Dataset entries
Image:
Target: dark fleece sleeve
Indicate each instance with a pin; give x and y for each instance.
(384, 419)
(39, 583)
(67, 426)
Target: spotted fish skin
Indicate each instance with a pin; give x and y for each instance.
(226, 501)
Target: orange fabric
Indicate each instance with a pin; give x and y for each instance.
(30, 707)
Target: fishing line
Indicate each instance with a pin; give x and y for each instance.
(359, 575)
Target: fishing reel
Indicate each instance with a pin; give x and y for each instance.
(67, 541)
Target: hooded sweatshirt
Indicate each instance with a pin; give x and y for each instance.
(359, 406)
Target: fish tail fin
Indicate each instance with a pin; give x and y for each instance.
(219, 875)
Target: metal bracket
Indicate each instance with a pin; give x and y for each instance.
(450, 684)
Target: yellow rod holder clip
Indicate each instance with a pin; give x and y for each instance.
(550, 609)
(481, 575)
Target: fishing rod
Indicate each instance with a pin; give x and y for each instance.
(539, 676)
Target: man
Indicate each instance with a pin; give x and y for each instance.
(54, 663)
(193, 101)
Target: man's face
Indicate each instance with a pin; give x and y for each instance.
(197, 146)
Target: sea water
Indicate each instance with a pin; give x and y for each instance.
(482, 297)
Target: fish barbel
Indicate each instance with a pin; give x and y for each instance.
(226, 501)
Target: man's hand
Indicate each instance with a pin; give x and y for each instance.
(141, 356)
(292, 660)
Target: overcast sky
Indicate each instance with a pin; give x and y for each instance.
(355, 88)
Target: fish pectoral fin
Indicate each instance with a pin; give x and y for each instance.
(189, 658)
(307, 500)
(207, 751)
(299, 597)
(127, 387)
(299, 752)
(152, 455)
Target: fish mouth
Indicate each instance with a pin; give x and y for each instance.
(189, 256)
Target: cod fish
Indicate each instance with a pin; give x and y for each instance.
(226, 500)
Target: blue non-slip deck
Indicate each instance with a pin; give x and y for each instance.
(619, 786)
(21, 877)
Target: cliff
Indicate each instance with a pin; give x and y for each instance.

### INSTRUCTIONS FOR THE TASK:
Provide a faithful, complete copy of the entries above.

### THE COMPLETED TASK:
Image:
Target: dark fleece sleeve
Indicate each instance with a pin; give x and y for each instance.
(384, 419)
(39, 583)
(67, 426)
Target: spotted fish skin
Indicate each instance with a pin; give x and y for each instance.
(226, 501)
Target: orange fabric
Indicate each instance with a pin; give x and y for each instance.
(30, 707)
Target: fishing line
Indicate each instance with a pin; give x and y for each instance.
(359, 575)
Target: fishing reel
Indicate each instance with a pin; give x and y for each instance.
(67, 541)
Target: hooded sweatshirt
Indicate each instance with a pin; give x and y for each instance.
(359, 406)
Target: fish tail fin
Indicate each instance with a pin; give x and y for each instance.
(219, 875)
Target: metal bracket
Indicate each instance with a pin; give x and y for each instance.
(450, 684)
Target: yellow rod holder clip
Indicate each instance with a pin; give x and y for each instance.
(550, 609)
(481, 575)
Target: fishing rod
Indicate each instance with a pin; give x and y for each instance.
(539, 676)
Target: man
Indicate each instance with a pin; give x and y for each instance.
(54, 663)
(193, 101)
Target: man's face
Indicate each instance with a pin; give x and y for each instance.
(197, 146)
Target: sea water
Indicate each instance with a pin; give x and y for each instance.
(482, 297)
Target: fish barbel
Indicate each instance with a pin; give x and y for each instance.
(226, 501)
Target: man's hand
Indicate each instance with a pin; give x and y for each instance.
(141, 356)
(292, 660)
Target: overcast sky
Indicate each instance with a pin; give x and y for each instance.
(355, 88)
Target: fish pectoral fin
Indicate each instance with a pin; give x and y for each instance.
(189, 658)
(307, 500)
(207, 751)
(299, 597)
(127, 387)
(299, 752)
(152, 455)
Target: fish mouth
Indicate each instance with a pin; give x and y for each instance.
(189, 256)
Target: cod fish
Indicate each instance with a pin; give x and y for each instance.
(226, 500)
Target: blue non-slip deck
Indicate each instance with a pin; give x and y for each instance.
(619, 786)
(21, 877)
Target: cliff
Indicate each instance with a pin; give x and y for each instance.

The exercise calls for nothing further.